• Task objective: Set out every line of the records below as a numbered list, skipping any blank lines.

(Some records)
= = = = = = =

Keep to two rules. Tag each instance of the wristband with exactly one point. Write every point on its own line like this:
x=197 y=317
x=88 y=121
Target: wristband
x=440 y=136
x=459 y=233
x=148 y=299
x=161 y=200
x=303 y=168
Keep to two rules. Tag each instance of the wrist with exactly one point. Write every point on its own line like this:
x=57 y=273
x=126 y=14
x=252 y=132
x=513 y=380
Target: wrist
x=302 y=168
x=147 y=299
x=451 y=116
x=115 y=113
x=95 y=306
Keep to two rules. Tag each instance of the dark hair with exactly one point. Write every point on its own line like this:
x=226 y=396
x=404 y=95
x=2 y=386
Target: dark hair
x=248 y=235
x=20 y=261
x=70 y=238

= = = = = = =

• Full solution:
1. Keep to two rules. Tag each instance of the wristband with exactly one point. Write every point on its own line like this:
2. x=197 y=317
3. x=88 y=121
4. Target: wristband
5. x=440 y=136
6. x=459 y=233
7. x=148 y=299
8. x=161 y=200
9. x=303 y=168
10. Keep to two rules. Tag each instance of the wrist with exactly one point. Write every point on its own line like this:
11. x=57 y=273
12. x=126 y=14
13. x=252 y=132
14. x=513 y=380
15. Target: wrist
16. x=302 y=168
17. x=147 y=299
18. x=451 y=116
19. x=115 y=113
20. x=95 y=306
21. Keep to two rules. Tag each instance of the dark hair with exactly one point. Write every point on its own line like this:
22. x=226 y=396
23. x=404 y=95
24. x=2 y=386
25. Target: dark hair
26. x=248 y=235
27. x=20 y=261
28. x=70 y=238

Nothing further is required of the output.